→ EXERCISE DETAILS
Extract every one of the entries that follow and reproduce each line verbatim.

[Coordinate labeling data]
..............................
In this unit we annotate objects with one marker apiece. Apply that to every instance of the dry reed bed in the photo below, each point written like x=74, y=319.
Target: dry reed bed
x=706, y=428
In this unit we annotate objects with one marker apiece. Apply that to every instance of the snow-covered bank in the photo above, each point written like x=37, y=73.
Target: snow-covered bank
..............................
→ OUTPUT
In this unit we annotate objects with one marker apiece. Apply that to every instance of the dry reed bed in the photo below, each point written like x=74, y=319.
Target: dry reed bed
x=706, y=428
In this unit we annotate objects with one marker apiece. Apply that to every instance of the snow-covered bank in the photo above, each point written like x=37, y=73.
Target: snow-covered bank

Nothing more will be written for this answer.